Há ainda uma questão importante a tratar. Vladimir Safatle não se deixa ludibriar por visões reificadoras do par natureza-cultura, forjado seja em clave racionalistaidealista, seja por um imanentismo que bloqueie a reintrodução do tema da liberdade por viés dialético – mesmo negativa, de inspiração adorniana. Quando rasura a figura do eu e seu domínio, na moralidade, na política e na estética, vê-se diante do desafio de pensar o social e a natureza recorrendo a outras mediações que não são nem irracionais, nem metafísicas.

Concentra-se na categoria “expressão”, como salientei acima. Brota aí o espaço para o que, em sua obra, não será o espírito humano, nem o esquematismo (antropológico ou transcendental), nem serão vitalismos (imanentes) que dissipam o problema sob a aparência de resolver o impasse – e terminam por, permitam-me a fórmula esquiva: naturalizar a natureza o que equivale, paradoxalmente, a idealizar o idealismo, numa metafísica de segundo grau, reino da metalinguagem. O ponto de fuga em que se inscreve a prática (a obra, a arte, a disparada – o ato, o grão do gesto, o impulso –, irreconciliável, para a reconfiguração estrutural das relações sociais) remete ao sujeito deslocado de si que se inscreve na linguagem, mas sempre escapa como Outro (não estando, ali, onde entretanto se atualiza).

Todavia, o sujeito se agita e se enreda com as operações (des)construtivas da linguagem, em horizonte histórico, material e politicamente determinado. Assim – foi o que depreendi –, Lacan dialoga com o espectro de Marx, graças ao apoio de Adorno, salvando do inferno benjaminiano -isto, é dos escombros- o legado ocidental criativo, revolucionário, filosófico e estético (sob constante ameaça de máculas coloniais).

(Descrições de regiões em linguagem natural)

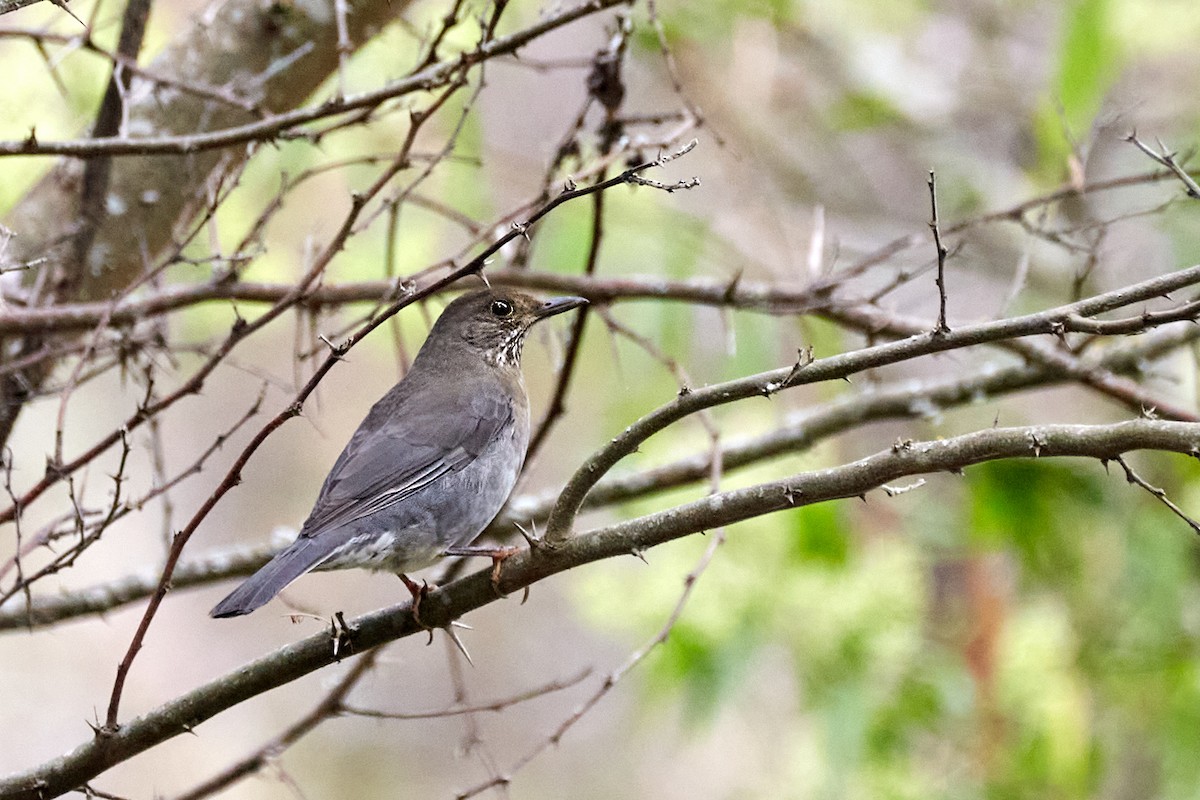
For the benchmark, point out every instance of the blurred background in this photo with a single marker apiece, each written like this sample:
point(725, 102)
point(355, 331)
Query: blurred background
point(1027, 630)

...

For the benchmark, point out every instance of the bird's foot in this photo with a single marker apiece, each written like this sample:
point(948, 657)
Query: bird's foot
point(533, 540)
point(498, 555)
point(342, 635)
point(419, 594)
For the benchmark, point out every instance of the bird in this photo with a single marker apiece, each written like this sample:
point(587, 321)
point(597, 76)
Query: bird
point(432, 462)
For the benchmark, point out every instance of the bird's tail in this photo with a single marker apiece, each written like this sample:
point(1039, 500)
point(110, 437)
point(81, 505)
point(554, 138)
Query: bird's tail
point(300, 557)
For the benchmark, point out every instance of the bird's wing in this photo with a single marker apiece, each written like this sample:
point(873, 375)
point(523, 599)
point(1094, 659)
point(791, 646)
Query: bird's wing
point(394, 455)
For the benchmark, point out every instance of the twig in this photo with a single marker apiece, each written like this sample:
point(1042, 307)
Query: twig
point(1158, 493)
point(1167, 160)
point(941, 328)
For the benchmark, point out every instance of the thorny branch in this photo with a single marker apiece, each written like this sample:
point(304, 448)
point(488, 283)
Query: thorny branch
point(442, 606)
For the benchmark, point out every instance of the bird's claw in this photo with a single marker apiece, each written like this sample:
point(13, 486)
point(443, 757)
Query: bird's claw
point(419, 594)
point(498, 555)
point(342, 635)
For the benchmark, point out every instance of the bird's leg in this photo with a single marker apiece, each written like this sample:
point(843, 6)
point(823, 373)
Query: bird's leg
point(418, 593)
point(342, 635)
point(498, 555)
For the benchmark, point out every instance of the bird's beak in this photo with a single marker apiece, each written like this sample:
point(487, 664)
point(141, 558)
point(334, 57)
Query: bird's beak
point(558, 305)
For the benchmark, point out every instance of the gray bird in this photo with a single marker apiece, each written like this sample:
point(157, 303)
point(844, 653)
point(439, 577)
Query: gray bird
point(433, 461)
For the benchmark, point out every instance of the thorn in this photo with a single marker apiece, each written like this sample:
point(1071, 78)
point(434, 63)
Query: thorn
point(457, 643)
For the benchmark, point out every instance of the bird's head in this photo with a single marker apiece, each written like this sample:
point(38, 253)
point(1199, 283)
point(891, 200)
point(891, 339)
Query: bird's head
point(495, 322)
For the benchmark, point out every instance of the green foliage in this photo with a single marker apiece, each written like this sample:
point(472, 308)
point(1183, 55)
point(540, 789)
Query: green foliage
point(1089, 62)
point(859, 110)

■ **O que se espera**
Dê sequência ao trecho sobre a obra de Vladimir Safatle, começando logo após a última frase dele.

■ **Resposta do exercício**
A obra de José Henrique Bortoluci adiciona um problema difícil: embora destroçada pelo expansionismo capitalista, a natureza não é apenas reduto de riqueza, abundância, formas extraordinárias de inteligência, ensinamentos, potencialidades virtuosas, signo de vida, saúde, energia e agregação. É também morte. A ditadura civil-militar, sem pejo, chamava a Amazônia de “inferno verde”. Nomeá-la justificava o tratamento que se lhe conferia. Conquistar, submeter suas forças ao cativeiro, essa a tarefa histórica que caberia à civilização brasileira. Extirpar o mal pela raiz, apagar o inferno da face da terra. Ou a nação, ou a floresta. Ou a sociedade, ou a natureza indomável. Não é preciso insistir no que implicou essa forma de definir a tratar a natureza.

Pois O que é meu elabora com refinamento outra figura do excesso, que não é a revolução musical, estética ou política, mas o câncer indomável, a autopoeisis que desfigura, tortura, corrói e mata, impiedosamente. A morte repõe o dualismo, dialetizado ou não, e, de certo modo, inverte a direção dos questionamentos que, na obra de Vladimir Safatle, atribuíam validade à perspectiva inumana ou pós-antropocêntrica.

Em alguma medida, me parece que há um limite, ditado pelo compromisso (afetivo) com a vida do Outro – não só do Outro humano, admito, mas é inegável a centralidade do humano para o sujeito enlaçado não só em linguagem, mas em nexos sociais primários, nexos que são de sentido, mas também de gratidão, lealdade e amor (por que não pronunciar essa palavra?). Compromisso que alcança a esfera da moralidade e da política. O engate amoroso circunscreve movimentos naturais e qualifica o trânsito dos fluxos do devir. Contínuo e descontínuo, categorias matriciais para a antropologia e a filosofia, retornam à cena, como se volta à casa do pai e da mãe. Não foi o próprio Vladimir Safatle quem falou na origem como destino?

O pai de José Henrique luta pela vida, ao lado dos dois filhos e da esposa, ante a comoção solidária de leitores e leitoras. O Brasil resiste ao fascismo e à devastação.

Mas as doenças são ferozes. E os prenúncios do fim também nos fazem estremecer.

Referências

Vladimir Safatle. Em um com o impulso: experiência estética e emancipação social. Belo Horizonte, Autêntica, 2022, 240 págs.